[Collected data entries]
···
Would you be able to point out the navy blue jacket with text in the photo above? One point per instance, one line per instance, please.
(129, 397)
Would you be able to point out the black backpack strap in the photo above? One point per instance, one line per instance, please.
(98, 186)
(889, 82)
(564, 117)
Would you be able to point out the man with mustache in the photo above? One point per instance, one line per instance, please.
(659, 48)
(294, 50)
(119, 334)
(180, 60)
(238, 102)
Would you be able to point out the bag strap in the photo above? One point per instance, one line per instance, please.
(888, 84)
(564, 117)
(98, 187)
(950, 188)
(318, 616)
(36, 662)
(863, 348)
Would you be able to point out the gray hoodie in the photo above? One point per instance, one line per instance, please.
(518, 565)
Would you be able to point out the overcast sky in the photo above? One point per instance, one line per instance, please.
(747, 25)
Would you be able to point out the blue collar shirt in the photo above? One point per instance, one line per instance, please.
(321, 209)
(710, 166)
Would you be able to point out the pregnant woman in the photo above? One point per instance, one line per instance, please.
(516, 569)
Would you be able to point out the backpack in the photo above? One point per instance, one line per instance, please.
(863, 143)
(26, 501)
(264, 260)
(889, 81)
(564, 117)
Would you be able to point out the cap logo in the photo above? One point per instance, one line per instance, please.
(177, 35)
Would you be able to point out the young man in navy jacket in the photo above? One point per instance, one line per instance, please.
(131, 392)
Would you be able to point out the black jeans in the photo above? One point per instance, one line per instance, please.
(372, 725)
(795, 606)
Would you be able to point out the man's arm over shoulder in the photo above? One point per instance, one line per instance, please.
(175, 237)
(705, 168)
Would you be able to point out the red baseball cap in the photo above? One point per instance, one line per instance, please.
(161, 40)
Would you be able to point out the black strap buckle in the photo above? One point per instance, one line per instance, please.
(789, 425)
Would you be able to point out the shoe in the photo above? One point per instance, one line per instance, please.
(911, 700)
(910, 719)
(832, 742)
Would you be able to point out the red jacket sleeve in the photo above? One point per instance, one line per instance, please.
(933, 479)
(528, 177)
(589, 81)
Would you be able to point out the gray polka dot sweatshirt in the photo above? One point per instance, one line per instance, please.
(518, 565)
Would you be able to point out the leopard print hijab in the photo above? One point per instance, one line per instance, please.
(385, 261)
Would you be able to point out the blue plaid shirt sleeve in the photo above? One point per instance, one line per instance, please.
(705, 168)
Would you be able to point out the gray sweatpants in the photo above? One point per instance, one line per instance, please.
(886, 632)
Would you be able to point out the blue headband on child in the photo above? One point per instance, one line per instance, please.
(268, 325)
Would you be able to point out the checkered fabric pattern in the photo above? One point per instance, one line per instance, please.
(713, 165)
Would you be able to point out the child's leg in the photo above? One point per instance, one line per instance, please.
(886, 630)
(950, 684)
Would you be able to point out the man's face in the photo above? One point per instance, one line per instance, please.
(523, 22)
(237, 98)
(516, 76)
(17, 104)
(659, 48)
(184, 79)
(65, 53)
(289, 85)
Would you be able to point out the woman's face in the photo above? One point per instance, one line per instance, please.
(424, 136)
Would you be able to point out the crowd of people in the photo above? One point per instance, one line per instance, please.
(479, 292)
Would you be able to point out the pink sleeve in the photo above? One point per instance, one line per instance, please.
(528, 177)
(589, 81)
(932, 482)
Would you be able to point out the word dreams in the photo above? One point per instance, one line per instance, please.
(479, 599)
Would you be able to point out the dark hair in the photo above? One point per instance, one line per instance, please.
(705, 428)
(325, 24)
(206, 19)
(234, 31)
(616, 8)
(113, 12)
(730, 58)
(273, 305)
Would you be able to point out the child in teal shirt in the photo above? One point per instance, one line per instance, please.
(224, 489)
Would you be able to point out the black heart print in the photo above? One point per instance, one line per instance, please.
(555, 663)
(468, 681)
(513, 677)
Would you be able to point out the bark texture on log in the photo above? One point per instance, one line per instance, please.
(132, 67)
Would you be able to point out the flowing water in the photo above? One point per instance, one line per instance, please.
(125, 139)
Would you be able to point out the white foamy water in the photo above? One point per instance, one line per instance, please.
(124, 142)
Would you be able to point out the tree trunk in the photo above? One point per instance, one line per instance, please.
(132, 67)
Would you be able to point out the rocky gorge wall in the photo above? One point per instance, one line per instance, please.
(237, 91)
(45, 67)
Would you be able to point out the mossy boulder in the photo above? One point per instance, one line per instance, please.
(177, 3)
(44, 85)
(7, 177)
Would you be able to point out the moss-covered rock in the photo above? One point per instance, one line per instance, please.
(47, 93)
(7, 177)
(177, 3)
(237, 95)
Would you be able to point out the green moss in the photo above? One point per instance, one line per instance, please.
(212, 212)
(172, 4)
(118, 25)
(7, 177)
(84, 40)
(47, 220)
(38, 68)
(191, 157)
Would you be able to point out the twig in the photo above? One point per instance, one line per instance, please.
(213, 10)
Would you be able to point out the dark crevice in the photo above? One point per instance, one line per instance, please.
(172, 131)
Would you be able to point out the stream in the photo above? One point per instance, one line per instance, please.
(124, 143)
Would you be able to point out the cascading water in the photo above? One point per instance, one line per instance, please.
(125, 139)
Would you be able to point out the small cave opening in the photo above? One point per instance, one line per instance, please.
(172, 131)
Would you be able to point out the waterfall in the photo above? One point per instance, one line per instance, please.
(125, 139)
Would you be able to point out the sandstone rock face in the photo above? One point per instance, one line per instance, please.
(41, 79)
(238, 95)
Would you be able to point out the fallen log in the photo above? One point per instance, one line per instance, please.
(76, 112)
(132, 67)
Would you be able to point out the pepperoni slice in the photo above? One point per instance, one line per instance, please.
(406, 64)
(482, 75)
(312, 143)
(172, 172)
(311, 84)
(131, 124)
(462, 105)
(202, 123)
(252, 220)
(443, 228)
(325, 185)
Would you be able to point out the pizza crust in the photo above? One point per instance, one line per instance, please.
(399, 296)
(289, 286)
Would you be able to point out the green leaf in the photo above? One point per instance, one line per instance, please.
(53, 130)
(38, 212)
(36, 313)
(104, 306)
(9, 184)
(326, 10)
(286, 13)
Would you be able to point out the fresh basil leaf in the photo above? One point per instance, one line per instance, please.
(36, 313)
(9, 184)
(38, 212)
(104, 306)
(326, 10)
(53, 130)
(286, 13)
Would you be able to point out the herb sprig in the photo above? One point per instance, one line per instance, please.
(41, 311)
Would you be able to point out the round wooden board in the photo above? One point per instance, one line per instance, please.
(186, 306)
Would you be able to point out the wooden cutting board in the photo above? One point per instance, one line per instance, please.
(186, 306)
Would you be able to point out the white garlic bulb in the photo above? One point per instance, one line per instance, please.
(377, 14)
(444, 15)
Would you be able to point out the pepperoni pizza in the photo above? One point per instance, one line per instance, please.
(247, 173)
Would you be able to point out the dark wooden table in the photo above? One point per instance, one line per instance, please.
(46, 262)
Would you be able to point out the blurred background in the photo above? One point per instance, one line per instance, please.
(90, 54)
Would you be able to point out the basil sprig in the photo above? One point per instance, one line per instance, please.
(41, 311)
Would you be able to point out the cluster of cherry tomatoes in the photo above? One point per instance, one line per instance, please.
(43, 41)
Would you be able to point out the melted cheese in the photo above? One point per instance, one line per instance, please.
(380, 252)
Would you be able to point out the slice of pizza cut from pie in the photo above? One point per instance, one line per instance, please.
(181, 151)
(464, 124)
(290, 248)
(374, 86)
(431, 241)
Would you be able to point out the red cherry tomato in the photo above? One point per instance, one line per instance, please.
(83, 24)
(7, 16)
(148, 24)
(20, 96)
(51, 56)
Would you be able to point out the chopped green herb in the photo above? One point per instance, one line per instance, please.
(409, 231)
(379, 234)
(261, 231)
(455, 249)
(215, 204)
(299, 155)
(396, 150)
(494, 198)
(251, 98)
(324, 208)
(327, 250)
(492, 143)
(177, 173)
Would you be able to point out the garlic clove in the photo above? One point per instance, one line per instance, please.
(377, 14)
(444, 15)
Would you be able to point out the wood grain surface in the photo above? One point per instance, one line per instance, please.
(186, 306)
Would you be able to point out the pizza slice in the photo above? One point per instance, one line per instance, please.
···
**Short problem**
Give back exactly the lines from the line containing "Would you be able to point out the chopped" to the end of the entries, and no other lines.

**Result of this exercise**
Would you be able to point out the chopped green herb in the photo above? One point per instance, one line per instance, please.
(409, 231)
(379, 234)
(261, 231)
(455, 249)
(215, 204)
(299, 155)
(396, 150)
(494, 198)
(251, 98)
(324, 208)
(327, 250)
(492, 143)
(177, 173)
Would you be able to point out the garlic clove in the photo above? One point per instance, one line per instance, please.
(377, 14)
(444, 15)
Would you be able to point out the wood grain surface in the photo above? One point per instance, one line per instance, please.
(186, 306)
Would you be able to point out the pizza slice in the photo above? One point per instance, one line per instance, please.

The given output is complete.